## Short task
Copy each of the lines below word for word, keeping every mark and number unchanged.

(Records from a point-labeling set)
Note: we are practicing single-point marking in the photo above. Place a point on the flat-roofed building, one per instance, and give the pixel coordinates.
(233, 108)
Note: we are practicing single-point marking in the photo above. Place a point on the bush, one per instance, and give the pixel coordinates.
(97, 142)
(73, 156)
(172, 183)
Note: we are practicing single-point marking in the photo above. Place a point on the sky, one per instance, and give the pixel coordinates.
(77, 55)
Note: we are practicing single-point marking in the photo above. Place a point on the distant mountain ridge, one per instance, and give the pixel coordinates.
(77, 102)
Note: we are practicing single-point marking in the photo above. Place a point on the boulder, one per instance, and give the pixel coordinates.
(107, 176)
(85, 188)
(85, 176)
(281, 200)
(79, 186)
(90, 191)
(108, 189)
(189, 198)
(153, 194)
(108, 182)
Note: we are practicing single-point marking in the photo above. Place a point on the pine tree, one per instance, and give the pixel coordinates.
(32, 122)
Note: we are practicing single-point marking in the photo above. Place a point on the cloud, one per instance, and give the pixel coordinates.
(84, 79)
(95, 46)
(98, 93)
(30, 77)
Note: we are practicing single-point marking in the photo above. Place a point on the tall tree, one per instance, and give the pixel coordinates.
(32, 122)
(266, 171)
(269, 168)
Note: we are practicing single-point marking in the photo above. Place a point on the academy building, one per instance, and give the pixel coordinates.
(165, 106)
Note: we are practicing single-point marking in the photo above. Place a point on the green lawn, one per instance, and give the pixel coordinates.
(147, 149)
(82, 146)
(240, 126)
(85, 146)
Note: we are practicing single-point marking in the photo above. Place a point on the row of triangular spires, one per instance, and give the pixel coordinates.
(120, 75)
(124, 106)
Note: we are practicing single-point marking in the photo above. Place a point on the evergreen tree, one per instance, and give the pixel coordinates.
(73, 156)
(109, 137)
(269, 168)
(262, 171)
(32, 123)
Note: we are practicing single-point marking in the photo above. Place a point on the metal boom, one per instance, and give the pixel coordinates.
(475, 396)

## Expected answer
Note: we are practicing single-point marking in the photo above. Place a point on the flat-roofed building, one per instance, and give the pixel coordinates.
(233, 108)
Note: we are practicing single-point marking in the photo above. Place a point on the bush, one per instance, and give the pixel coordinates.
(97, 142)
(73, 156)
(172, 183)
Note: we are practicing single-point marking in the photo above. Place a point on the sky, one per instance, and give the pixel coordinates.
(77, 55)
Note: we are practicing single-point marking in the photo above. Place a point on the distant mountain ridge, one per instance, and give the pixel coordinates.
(77, 102)
Note: we are practicing single-point marking in the photo above. Place a point on the boulder, one per instance, and give the pixel coordinates.
(107, 176)
(85, 188)
(85, 176)
(281, 200)
(79, 186)
(90, 191)
(108, 189)
(189, 198)
(153, 194)
(108, 182)
Note: we are practicing single-point marking in the photo above. Place a point on the pine tree, one per instance, and give the pixel coordinates.
(32, 122)
Note: we are practicing single-point marking in the photo above. Place a point on the cloud, one per instance, and give the pixel coordinates.
(84, 79)
(95, 46)
(98, 93)
(30, 77)
Note: we are practicing single-point marking in the photo above. Place a point on the tall tree, one per instance, and give the pixel coordinates.
(32, 122)
(266, 171)
(269, 168)
Note: we are practicing single-point marking in the photo above. Place a point on the academy building, one per instance, and give the pixel coordinates.
(165, 106)
Note: we are practicing single-point marking in the photo above. Place a point on the green lawn, one per instance, and give the pixel coordinates.
(147, 149)
(82, 146)
(240, 126)
(85, 146)
Note: we are practicing single-point marking in the photo above. Place a point on the row of triangular spires, one per instance, and give the pixel coordinates.
(120, 75)
(124, 106)
Note: we are practicing single-point marking in the photo above. Place a point on the evergreen tree, one per instance, and give the pixel coordinates.
(73, 156)
(109, 137)
(269, 168)
(262, 171)
(32, 123)
Note: we are practicing single-point marking in the photo above. Place a point on the metal boom, one per instance, and give the pixel coordinates.
(475, 396)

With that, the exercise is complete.